>>>

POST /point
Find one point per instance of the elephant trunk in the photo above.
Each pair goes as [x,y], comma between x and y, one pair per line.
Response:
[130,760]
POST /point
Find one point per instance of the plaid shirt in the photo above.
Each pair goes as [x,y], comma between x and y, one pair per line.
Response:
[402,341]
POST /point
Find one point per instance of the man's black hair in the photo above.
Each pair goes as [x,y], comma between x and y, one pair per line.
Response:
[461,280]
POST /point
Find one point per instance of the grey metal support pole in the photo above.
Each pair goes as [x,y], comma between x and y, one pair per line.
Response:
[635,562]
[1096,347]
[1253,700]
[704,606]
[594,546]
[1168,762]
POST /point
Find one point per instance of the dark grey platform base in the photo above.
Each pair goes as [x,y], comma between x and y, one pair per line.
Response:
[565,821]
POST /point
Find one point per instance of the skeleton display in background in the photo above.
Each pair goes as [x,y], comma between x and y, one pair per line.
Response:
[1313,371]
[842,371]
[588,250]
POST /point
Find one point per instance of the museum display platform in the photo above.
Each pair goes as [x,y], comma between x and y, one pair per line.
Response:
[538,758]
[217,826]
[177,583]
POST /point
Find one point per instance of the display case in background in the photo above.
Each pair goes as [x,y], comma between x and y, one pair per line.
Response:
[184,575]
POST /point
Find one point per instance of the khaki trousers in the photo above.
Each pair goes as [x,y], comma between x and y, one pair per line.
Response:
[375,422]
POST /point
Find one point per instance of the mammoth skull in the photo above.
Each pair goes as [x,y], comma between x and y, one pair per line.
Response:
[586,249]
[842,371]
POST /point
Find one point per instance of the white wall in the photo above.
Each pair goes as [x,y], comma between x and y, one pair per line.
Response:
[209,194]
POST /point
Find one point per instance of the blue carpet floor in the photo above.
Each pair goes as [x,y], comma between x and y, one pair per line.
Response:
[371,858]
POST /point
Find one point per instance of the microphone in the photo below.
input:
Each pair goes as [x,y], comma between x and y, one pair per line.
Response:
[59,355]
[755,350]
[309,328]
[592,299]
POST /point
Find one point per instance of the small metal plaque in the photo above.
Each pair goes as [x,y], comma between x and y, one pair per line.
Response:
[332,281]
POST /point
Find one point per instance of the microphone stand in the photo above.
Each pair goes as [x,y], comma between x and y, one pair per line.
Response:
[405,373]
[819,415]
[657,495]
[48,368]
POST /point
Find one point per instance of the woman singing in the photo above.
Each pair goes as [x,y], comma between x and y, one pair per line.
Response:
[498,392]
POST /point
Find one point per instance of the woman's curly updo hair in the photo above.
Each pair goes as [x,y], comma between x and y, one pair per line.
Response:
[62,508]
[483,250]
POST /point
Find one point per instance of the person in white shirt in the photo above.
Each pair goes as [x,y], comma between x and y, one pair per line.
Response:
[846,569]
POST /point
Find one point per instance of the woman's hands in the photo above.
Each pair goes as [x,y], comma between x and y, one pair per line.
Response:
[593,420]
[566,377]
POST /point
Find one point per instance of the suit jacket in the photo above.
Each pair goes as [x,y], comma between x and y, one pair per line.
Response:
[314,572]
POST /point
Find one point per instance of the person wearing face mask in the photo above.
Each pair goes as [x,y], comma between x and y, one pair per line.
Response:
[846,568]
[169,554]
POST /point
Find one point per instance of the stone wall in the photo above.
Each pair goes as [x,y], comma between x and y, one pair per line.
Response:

<<<

### DESCRIPTION OF THE TASK
Write out every entry word for word.

### EXERCISE RESPONSE
POST /point
Find one point per instance of the elephant trunk in the photo above.
Each pair goes as [x,y], comma between x and y, one pair per line.
Response:
[130,760]
POST /point
Find one point per instance of the plaid shirt in the photo above.
Each pair goes as [x,y], comma between x and y, one pair per line.
Response:
[402,341]
POST /point
Find one point per instance of the man's black hair in the photo above.
Each pair goes as [x,y], comma between x and y, one pair per line.
Response:
[461,280]
POST /point
Find one point per instance of the grey metal support pole in the photo above.
Each pair goes as [x,y], comma between x and y, one pair per line.
Response:
[635,562]
[1096,347]
[1253,700]
[704,606]
[594,546]
[1168,762]
POST /point
Find one point per instance of the dark grey platform base in the photo above.
Each pair goes as [x,y], comma between x and y, one pair per line.
Response:
[565,821]
POST /point
Find one point per instance of the skeleton display in background in the photo above.
Each pair goes as [x,y], comma between x and y, one pair per line.
Response:
[1313,371]
[842,371]
[588,250]
POST /point
Find one point per instance of the museum display platform in the photo above.
Each pair goes as [x,y], comma between x and y, one pair per line.
Response:
[538,758]
[217,826]
[177,583]
POST /point
Find one point per instance of the display case in background in the photo above.
Each pair goes as [x,y], comma between x and y, one pair per line.
Response:
[184,575]
POST /point
Find one point per instance of the khaki trousers in the photo above.
Each pair goes as [x,y], comma between x and y, one pair per line.
Response:
[375,422]
POST /point
Find one point per instance of the mammoth skull in the photo above.
Each pair goes as [x,y], comma between x and y, one pair per line.
Response:
[586,249]
[842,371]
POST /point
Find one point per instance of the white wall in the photo above.
Each pair goes as [x,y], comma between x and y, one pair per line.
Response:
[209,194]
POST /point
Find one point per instance of the blue carpet floor in the photo above.
Each pair goes as [x,y], comma between x and y, one pair per line.
Response:
[371,858]
POST /point
Find one point per instance of the microphone in the photo below.
input:
Each pair goes as [x,y], comma between x and y, one pair per line.
Response:
[59,355]
[755,350]
[309,328]
[592,299]
POST /point
Find one point per instance of the small metal plaque in the photo above.
Each pair goes as [x,y], comma between x and y, one pair per line.
Response:
[332,281]
POST /point
Find one point per instance of the microphone stand in the photo above.
Each pair goes as [x,y], comma between x and y, one pair per line.
Response:
[405,373]
[819,415]
[657,495]
[48,368]
POST /point
Find one point per instance of the woman singing in the photo above.
Each pair goes as [x,y], comma between x and y, one pair per line.
Response:
[498,392]
POST /point
Find one point per instance of the woman's curly updo hair in the photo above.
Each pair goes as [x,y], comma between x and y, one pair per line.
Response:
[62,508]
[483,250]
POST /point
Find one point per instance of the person in white shirt in the photo above.
Each pair goes as [x,y], comma between x and y, one pair per line.
Response:
[846,569]
POST /point
Find one point per instance of the woman's hands in the photo above.
Each pair goes as [x,y], comma between x and y, one pair per line.
Response:
[593,420]
[566,377]
POST /point
Find one point per instance of the suit jacket in the photo above.
Each pair goes as [x,y], comma between x and y, one pair per line.
Response:
[314,572]
POST /point
Find one point per instance of the person wearing face mask in the photo above.
Each pair goes as [x,y], comma between x and y, one pair per line.
Response:
[846,568]
[169,554]
POST /point
Find one point per instance of the stone wall in the photo above.
Each pair goes as [x,y], comma between x and y, one pair per line.
Response:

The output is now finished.